TEXT UNDER STUDY:
+++
From: aidotengineer

This article explores an open-source video editing agent designed to automate video production, addressing the limitations of traditional methods and leveraging AI for enhanced efficiency and flexibility [00:01:06]. The project emerged from a need for an automatic tool to edit videos for reskill, a platform focused on personalized learning [00:01:12].

Evolution of the Toolset

Initially, traditional tools like FFMpeg presented limitations, prompting a search for more intuitive and flexible alternatives [00:01:22]. Remotion was considered but exhibited unreliable server-side rendering [00:01:26]. The Core library proved more suitable due to its API not requiring a separate rendering backend [00:01:35]. This led to a collaboration with the Core library’s author to build the agent [00:01:40].

The Core library, developed by Diffusion Studio, enables complex compositions through a JavaScript/TypeScript-based programmatic interface [00:01:46]. This capability allows Large Language Models (LLMs) to generate code for running the video editing processes [00:01:54].

AI Integration and Code Generation

A core aspect of this agent is the use of LLMs to write their own actions in code [00:02:02]. Code is considered the optimal way to express actions performed by a computer [00:02:08]. Multiple research papers support the idea that LLM tool calling implemented in code is superior to JSON [00:02:13].

Current Architecture

The agent’s architecture involves several key components:

  • Browser Session: The agent initiates a browser session using Playwright [00:02:27].
  • Operator UI: It connects to an Operator UI, which is a web application specifically designed as a video editing interface for AI agents [00:02:32].
  • In-browser Rendering: Video is rendered directly in the browser using the WebCodecs API [00:02:42].
  • File Transfer: Helper functions facilitate file transfer between Python and the browser via the Chromium Dev tool protocol [00:02:46].

Agent Workflow

The typical flow of the agent involves three primary tools [00:03:00]:

  1. Video Editing Tool: This tool generates code based on user prompts and executes it in the browser [00:03:08].
  2. Doc Search Tool: If additional context is required, this tool uses RAG (Retrieval Augmented Generation) to retrieve relevant information [00:03:14].
  3. Visual Feedback Tool: After each execution step, compositions are sampled at one frame per second and fed to this tool [00:03:21]. It functions similarly to a generator and discriminator in a Generative Adversarial Network (GAN) architecture [00:03:33]. Once the visual feedback tool provides a “green light,” the agent proceeds to render the composition [00:03:42].

lm.txt and Flexibility

The system includes lm.txt, which serves a similar purpose to robots.txt but for agents [00:03:51]. When combined with specific template prompts, lm.txt can significantly aid the video editing process [00:04:00].

The setup offers flexibility, allowing users to bring their own browser or connect the agent to a remote browser session via WebSocket [00:04:11]. Each agent can obtain a separate, GPU-accelerated browser session, supported by a load balancer [00:04:25].

The initial version of the agent is implemented in Python, with a TypeScript implementation currently underway [00:04:37]. This project is a collaborative effort between Diffusion Studio and Rskill [00:04:53].
+++
THE DATA:
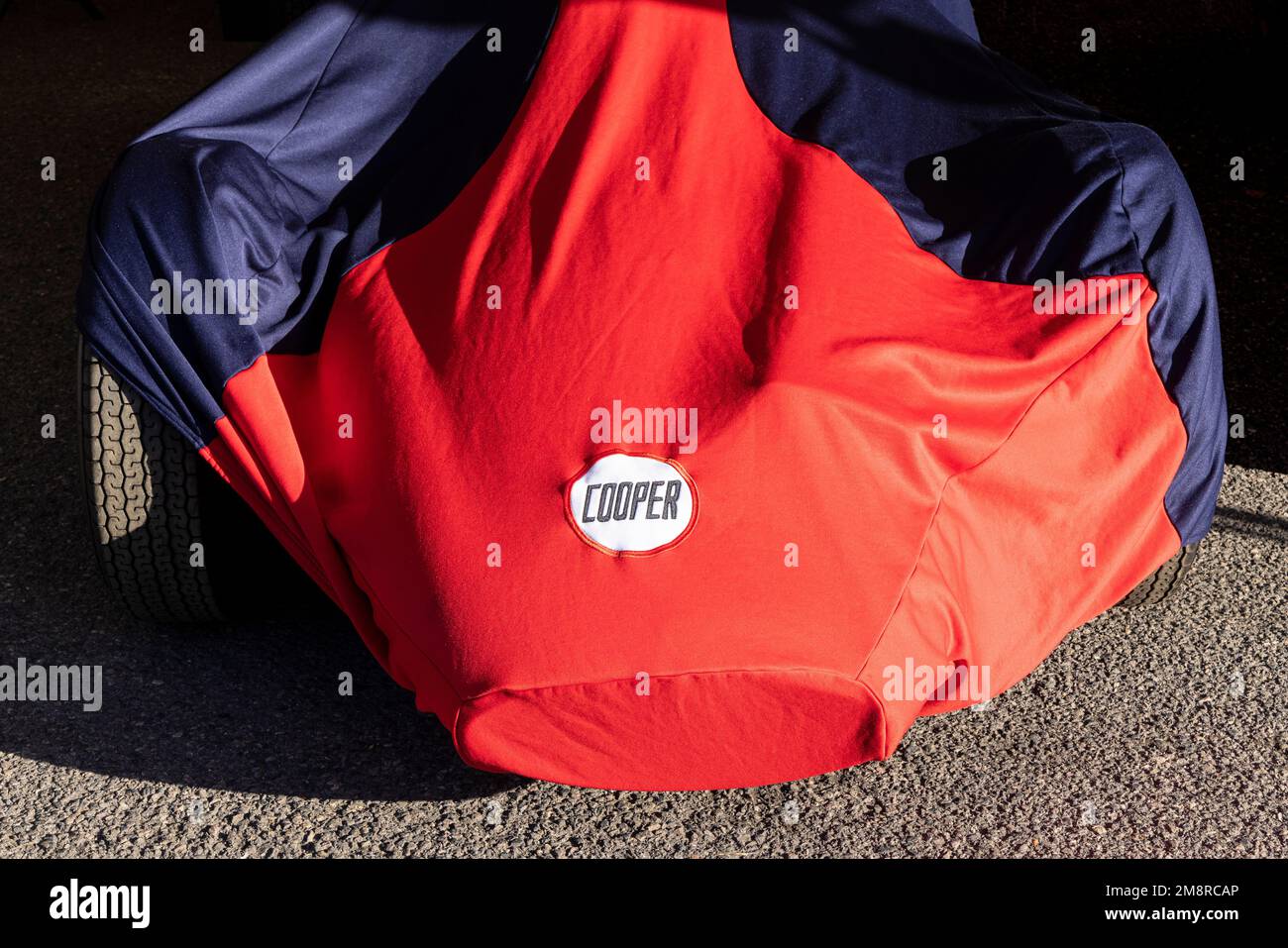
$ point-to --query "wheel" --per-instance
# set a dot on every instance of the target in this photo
+++
EXERCISE: Can you quote the video editing agent article, beginning at the words that have "AI Integration and" and stopping after "WebCodecs API [00:02:42]."? The lines play no part in this.

COMPLETED EXERCISE:
AI Integration and Code Generation

A core aspect of this agent is the use of LLMs to write their own actions in code [00:02:02]. Code is considered the optimal way to express actions performed by a computer [00:02:08]. Multiple research papers support the idea that LLM tool calling implemented in code is superior to JSON [00:02:13].

Current Architecture

The agent’s architecture involves several key components:

  • Browser Session: The agent initiates a browser session using Playwright [00:02:27].
  • Operator UI: It connects to an Operator UI, which is a web application specifically designed as a video editing interface for AI agents [00:02:32].
  • In-browser Rendering: Video is rendered directly in the browser using the WebCodecs API [00:02:42].